Records from a data source
################

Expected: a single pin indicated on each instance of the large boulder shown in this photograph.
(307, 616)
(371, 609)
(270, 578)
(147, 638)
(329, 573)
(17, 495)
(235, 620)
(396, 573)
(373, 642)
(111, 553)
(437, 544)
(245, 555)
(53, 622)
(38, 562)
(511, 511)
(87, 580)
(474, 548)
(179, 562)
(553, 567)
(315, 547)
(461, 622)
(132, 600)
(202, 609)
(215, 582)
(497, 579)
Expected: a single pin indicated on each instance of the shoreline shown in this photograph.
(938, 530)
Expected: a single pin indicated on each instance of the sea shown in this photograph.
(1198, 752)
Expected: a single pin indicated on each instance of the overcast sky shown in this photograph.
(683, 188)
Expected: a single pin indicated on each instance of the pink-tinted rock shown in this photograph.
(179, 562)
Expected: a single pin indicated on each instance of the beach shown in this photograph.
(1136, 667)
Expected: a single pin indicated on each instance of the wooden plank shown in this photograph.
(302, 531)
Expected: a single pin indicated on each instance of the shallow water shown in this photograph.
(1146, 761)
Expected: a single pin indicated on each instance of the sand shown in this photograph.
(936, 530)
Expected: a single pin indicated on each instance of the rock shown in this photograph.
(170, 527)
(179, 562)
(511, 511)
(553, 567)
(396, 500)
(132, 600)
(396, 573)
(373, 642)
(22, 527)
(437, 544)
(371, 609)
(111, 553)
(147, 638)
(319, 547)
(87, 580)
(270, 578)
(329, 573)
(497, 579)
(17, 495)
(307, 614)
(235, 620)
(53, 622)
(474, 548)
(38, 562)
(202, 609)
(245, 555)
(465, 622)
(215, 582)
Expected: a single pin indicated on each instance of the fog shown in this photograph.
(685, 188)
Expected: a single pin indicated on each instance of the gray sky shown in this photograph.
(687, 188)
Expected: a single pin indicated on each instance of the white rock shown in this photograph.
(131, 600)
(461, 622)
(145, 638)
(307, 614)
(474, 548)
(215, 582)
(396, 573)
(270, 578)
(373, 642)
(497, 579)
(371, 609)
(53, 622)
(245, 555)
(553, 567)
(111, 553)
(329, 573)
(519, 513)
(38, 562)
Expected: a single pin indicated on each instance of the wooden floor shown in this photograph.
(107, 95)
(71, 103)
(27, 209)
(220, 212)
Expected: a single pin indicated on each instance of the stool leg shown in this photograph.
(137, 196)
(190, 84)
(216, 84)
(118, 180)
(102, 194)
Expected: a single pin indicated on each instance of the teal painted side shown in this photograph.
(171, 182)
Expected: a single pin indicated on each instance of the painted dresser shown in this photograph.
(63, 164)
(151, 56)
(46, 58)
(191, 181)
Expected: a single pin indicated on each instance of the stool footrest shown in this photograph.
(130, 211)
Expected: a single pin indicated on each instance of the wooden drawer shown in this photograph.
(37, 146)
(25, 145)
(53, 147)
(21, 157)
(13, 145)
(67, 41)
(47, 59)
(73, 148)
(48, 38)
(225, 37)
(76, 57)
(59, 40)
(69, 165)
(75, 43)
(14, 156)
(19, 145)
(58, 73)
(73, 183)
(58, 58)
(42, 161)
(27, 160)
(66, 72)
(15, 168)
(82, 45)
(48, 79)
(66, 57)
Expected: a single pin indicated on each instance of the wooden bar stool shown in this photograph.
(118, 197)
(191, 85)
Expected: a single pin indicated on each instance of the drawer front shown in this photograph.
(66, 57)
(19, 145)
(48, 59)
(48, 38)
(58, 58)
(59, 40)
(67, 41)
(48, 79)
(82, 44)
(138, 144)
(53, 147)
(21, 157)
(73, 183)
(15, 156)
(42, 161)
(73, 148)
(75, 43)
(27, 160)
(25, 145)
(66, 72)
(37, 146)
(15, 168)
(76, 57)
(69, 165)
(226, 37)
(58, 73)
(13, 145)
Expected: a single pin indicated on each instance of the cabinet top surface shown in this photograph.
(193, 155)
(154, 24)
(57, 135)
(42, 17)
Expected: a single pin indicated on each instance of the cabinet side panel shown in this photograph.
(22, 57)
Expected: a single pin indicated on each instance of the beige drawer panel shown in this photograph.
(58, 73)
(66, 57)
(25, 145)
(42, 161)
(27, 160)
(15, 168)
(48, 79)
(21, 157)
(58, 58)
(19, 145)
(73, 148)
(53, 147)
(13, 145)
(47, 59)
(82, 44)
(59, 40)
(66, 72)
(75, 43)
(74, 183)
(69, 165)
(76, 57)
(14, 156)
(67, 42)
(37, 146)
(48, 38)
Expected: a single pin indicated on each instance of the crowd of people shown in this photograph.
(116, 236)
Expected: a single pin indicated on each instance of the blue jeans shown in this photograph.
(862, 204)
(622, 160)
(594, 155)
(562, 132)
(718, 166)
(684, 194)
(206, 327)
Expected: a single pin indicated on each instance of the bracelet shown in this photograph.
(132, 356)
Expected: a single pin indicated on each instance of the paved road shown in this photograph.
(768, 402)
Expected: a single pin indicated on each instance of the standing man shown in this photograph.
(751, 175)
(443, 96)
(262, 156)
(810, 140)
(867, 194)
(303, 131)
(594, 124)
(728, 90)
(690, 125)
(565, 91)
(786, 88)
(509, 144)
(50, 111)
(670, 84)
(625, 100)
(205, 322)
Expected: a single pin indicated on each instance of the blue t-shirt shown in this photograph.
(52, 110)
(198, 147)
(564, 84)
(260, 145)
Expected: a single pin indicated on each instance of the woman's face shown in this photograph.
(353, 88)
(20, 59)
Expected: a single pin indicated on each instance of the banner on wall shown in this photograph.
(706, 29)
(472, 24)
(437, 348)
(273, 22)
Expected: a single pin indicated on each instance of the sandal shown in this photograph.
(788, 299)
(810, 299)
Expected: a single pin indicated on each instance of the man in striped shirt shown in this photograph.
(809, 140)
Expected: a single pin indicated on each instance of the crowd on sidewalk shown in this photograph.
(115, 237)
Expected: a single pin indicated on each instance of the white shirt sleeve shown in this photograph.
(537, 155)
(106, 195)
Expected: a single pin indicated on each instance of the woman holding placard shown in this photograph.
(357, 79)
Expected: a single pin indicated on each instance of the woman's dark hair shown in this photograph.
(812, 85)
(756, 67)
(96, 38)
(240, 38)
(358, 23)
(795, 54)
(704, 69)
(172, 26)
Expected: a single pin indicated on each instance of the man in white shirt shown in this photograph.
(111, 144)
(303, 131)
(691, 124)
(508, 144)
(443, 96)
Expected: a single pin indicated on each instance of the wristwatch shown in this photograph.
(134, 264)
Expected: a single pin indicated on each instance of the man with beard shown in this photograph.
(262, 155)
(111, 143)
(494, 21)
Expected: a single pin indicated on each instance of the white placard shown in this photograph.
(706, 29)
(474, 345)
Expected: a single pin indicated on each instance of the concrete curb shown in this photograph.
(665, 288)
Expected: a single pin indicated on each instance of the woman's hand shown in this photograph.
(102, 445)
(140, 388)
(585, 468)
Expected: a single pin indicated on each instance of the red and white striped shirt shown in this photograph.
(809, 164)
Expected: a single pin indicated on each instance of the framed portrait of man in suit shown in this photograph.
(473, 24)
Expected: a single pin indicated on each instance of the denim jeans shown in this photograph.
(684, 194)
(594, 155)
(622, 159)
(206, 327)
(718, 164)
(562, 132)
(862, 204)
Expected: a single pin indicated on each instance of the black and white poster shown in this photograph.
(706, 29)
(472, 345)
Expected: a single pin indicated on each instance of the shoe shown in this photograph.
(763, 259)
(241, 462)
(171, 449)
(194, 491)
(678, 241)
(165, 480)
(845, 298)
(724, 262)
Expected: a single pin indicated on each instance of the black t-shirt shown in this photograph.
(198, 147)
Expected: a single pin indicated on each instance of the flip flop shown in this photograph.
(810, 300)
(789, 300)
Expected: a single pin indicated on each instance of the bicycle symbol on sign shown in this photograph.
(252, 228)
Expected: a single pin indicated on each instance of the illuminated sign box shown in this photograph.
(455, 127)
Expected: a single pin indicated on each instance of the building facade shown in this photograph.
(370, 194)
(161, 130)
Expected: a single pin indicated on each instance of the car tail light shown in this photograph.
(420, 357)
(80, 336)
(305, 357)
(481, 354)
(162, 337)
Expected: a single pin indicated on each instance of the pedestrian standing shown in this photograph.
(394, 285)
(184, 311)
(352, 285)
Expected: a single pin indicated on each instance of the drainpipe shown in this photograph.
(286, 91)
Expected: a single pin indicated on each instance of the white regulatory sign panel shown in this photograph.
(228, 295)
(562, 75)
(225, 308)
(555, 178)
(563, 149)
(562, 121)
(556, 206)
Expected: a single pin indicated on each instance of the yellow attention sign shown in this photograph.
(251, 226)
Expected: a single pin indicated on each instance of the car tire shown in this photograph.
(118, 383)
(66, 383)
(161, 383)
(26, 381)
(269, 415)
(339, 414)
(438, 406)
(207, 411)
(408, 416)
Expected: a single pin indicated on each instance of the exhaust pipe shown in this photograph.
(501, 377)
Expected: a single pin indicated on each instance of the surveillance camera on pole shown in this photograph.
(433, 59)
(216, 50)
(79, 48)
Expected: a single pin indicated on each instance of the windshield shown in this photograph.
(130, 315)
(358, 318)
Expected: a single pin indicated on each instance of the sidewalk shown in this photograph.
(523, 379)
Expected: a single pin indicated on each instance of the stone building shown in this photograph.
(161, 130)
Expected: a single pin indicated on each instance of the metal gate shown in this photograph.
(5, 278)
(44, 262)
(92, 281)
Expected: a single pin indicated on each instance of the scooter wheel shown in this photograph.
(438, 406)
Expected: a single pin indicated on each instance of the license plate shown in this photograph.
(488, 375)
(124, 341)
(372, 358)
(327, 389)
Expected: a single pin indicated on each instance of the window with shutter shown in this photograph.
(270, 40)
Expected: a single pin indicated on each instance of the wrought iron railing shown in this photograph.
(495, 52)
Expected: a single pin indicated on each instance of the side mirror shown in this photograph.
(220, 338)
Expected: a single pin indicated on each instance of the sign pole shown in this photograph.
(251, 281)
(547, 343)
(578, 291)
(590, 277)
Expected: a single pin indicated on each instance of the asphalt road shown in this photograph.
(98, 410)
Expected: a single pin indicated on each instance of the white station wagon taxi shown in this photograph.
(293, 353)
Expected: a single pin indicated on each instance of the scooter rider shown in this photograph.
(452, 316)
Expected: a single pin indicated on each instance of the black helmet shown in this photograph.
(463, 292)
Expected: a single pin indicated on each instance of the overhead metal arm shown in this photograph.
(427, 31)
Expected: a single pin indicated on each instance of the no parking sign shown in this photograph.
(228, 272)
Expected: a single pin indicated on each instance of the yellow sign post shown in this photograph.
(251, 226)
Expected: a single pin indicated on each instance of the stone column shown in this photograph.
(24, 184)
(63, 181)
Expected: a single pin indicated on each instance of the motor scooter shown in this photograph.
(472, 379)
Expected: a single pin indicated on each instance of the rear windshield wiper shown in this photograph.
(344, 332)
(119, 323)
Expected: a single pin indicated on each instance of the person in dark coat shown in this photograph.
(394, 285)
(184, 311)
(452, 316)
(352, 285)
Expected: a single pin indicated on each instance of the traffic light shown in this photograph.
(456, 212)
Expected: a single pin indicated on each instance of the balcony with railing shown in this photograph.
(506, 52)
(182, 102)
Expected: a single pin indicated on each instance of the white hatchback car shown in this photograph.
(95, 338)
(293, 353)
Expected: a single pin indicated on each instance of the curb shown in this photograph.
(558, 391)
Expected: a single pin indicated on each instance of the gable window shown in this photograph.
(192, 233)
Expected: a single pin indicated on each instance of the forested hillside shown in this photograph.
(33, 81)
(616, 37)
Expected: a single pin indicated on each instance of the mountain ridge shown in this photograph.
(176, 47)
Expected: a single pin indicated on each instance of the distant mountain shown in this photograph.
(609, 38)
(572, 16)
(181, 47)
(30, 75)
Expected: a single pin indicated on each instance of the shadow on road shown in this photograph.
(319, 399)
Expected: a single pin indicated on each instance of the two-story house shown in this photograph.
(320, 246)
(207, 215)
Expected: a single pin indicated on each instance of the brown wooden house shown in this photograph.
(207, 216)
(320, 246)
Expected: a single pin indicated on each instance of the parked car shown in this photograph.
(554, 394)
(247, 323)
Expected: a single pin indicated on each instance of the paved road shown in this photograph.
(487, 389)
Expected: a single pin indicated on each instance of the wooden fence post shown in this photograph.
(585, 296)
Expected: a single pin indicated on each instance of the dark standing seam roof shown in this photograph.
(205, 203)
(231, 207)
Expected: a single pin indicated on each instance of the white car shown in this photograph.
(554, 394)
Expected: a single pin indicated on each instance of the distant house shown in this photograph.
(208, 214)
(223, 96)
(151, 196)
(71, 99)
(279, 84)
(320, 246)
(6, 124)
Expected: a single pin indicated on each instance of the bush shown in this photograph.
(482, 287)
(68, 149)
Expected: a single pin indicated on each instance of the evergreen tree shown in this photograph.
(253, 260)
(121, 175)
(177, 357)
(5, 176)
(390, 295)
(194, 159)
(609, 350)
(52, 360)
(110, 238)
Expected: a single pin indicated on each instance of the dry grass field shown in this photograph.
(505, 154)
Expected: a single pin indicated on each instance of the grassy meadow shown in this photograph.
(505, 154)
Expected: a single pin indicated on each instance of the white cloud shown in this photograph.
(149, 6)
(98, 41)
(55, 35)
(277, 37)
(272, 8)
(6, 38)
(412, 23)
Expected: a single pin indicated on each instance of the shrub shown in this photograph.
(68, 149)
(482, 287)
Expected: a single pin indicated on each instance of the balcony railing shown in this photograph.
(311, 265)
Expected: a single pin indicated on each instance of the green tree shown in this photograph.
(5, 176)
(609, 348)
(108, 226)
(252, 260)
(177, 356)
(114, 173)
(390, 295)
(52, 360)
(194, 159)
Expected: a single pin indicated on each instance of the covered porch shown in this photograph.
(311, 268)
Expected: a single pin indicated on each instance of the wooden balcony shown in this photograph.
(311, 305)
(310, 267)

################

*SHORT PROBLEM*: Retype the part of the listing that opens with the line containing "Expected: a single pin indicated on each instance of the dry" and continues to the end of the listing.

*FULL SOLUTION*:
Expected: a single pin indicated on each instance of the dry grass field shown in this photograph.
(505, 154)
Expected: a single pin indicated on each instance of the grassy meadow shown in this photograph.
(505, 154)
Expected: a single pin indicated on each instance of the white cloud shown in this photograph.
(149, 6)
(98, 41)
(55, 35)
(277, 37)
(272, 8)
(6, 38)
(412, 23)
Expected: a single pin indicated on each instance of the shrub shown in this photograph.
(68, 149)
(482, 287)
Expected: a single pin indicated on each instance of the balcony railing shown in this photograph.
(311, 265)
Expected: a single pin indicated on each instance of the green tree shown in this photograph.
(5, 176)
(609, 348)
(108, 226)
(252, 260)
(177, 356)
(114, 173)
(390, 295)
(52, 360)
(194, 159)
Expected: a single pin indicated on each instance of the covered porch shown in this photograph.
(311, 268)
Expected: a single pin indicated on each instance of the wooden balcony shown in this photograph.
(311, 305)
(310, 267)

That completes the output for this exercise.